━━━━━ SELECTED EXCERPT

Commissioners granted standing for petitions in a contested case hearing filed by the Center for Biological Diversity and ‘Iewe Hanau o Ka ‘Āina. Both organizations object to the special use permit sought by Black Sand Beach LLC to develop Punalu‘u Village on 147 acres around Punalu‘u Black Sand Beach Park, about 6 miles southwest of Pāhala.

The park and property, which is located in the former Sea Mountain at Punalu‘u resort area, are east of Hawai‘i Belt Road (Highway 11) off Nīnole Loop Road.

Standing was denied for a third petition from the Association of Apartment Owners of Colony 1 at Sea Mountain. The condo and resort facility is located within 300 feet of the proposed development.

Because standing was granted for two of the three petitions, commissioners deferred making a decision on the special use permit. They also consolidated the approved petitions into one hearing with no objection from representatives of the petitioners and developer.

The proposed development, which could cost up to $350 million, has run up against a wall of opposition from Ka‘ū community members, residents from elsewhere throughout Hawai‘i and even people from the mainland who say it not only threatens the environment, it would desecrate cultural sites.

There also are concerns about the cost of living increasing because of the development, outside influence in the community, destruction of the pristine Punalu‘u coastline, threat of wildfire because of the state of the former resort buildings, larger numbers of people in the area and loss of a way of life along with historical and generational knowledge, among others.

The Center for Biological Diversity has a legally protected interest in the survival and recovery of endangered and threatened species and their habitats.

━━━━━━━━━━

> [EXERCISE SET]:
**1.** Retype part of the report on the Punalu‘u Village permit, starting with the words "The park and" and ending after the words "Nīnole Loop Road.".
**2.** Continue the report on the Punalu‘u Village permit from its last sentence.

━━━━━ DATA FOR ANALYSIS

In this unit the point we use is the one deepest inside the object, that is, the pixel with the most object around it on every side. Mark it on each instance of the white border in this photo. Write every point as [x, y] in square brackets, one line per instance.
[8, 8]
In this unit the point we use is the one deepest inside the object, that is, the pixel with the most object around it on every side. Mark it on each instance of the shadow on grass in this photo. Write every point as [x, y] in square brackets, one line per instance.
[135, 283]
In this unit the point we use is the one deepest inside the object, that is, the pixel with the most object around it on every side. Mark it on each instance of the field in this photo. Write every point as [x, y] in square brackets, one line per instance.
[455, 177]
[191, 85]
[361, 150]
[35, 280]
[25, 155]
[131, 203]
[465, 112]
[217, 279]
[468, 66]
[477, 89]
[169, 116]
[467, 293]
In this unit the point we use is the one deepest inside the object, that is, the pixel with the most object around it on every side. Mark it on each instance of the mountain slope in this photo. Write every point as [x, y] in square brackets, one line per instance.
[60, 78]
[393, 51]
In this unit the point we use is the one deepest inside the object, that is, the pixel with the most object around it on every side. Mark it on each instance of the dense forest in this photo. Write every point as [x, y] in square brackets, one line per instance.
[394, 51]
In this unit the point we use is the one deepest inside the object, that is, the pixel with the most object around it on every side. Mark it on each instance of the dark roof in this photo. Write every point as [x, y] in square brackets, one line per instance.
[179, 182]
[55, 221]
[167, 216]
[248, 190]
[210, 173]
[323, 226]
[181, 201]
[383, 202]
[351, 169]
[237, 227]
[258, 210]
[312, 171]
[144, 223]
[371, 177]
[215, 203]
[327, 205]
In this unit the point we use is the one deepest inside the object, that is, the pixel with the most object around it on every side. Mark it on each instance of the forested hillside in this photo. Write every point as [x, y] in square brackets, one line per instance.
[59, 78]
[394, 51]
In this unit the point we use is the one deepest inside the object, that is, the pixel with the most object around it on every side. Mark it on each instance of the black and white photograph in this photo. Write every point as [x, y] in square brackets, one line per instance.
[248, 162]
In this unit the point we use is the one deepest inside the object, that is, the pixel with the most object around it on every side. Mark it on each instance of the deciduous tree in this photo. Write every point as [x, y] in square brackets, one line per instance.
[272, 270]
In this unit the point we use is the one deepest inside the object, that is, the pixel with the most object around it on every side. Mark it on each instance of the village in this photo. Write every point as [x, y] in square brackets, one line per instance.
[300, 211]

━━━━━━━━━━
━━━━━ DATA FOR ANALYSIS

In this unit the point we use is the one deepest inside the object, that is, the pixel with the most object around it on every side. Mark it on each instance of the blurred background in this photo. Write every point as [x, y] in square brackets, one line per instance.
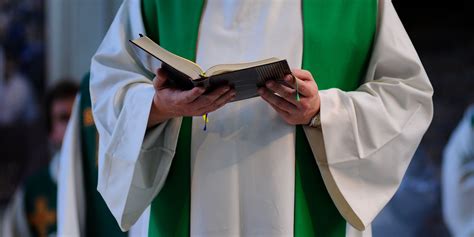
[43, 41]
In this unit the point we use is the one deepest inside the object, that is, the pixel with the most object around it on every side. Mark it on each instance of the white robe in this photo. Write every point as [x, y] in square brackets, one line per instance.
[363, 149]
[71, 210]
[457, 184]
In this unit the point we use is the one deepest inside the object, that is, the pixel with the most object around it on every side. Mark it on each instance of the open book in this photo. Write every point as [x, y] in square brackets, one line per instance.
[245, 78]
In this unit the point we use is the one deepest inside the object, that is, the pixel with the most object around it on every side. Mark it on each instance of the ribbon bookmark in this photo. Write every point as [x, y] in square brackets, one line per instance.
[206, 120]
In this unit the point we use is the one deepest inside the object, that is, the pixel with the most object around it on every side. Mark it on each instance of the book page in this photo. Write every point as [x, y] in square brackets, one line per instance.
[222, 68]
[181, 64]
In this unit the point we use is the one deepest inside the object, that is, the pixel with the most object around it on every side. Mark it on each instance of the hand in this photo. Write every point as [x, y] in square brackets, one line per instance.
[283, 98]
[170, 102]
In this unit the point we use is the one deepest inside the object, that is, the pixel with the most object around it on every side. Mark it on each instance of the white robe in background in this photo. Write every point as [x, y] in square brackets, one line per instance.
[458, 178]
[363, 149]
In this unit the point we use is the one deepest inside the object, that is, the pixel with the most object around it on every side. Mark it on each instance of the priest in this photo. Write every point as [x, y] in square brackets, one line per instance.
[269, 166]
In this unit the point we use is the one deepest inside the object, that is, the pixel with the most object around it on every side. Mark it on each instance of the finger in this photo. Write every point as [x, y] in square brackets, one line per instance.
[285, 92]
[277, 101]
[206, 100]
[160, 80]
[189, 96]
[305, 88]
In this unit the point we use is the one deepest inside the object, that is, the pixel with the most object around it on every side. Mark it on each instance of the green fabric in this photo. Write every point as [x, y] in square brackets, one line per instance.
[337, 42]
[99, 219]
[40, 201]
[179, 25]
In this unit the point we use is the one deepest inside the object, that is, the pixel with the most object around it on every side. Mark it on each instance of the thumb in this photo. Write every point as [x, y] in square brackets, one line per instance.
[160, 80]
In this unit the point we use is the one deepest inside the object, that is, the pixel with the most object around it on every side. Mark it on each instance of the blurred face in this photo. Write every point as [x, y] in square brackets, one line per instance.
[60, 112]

━━━━━━━━━━

> [RESPONSES TO THE EXERCISE]:
**1.**
The park and property, which is located in the former Sea Mountain at Punalu‘u resort area, are east of Hawai‘i Belt Road (Highway 11) off Nīnole Loop Road.

**2.**
Members, some of whom are descendants of Native Hawaiians who inhabited the Hawaiian Islands prior to 1778, have a vested interest in the species, habitat and natural and cultural environment at Punalu‘u, which would be impacted by the proposed development.

Maxx Phillips, Hawai‘i program director and staff attorney for the center, said after Monday’s meeting that the commission made the right decision to grant her organization standing in the contested case hearing.

“Not only for the endangered and threatened species of Punalu‘u, but for our lāhui [people] of Punalu‘u, whose traditional and customary practices need to be protected at all costs,” said Phillips.

She said a development the size of the proposed Punalu‘u Village — which would include 225 residential and short-stay units, a village and wellness center, rehabilitation of an existing golf course and tennis facilities, as well as extensive infrastructure — needs an updated and valid environmental impact statement, especially when an upgraded wastewater system is also necessary.

“There’s no way that this commission, let alone the community, will know the true impacts of a development like this without having all the facts in front of them,” Phillips said. “A developer can’t rely on outdated data. The developer cannot rely on using Hawaiian words and brownwashing and greenwashing a development of this magnitude for rural Ka‘ū. The developer needs to actually show what the true impacts will be, which are going to be huge…”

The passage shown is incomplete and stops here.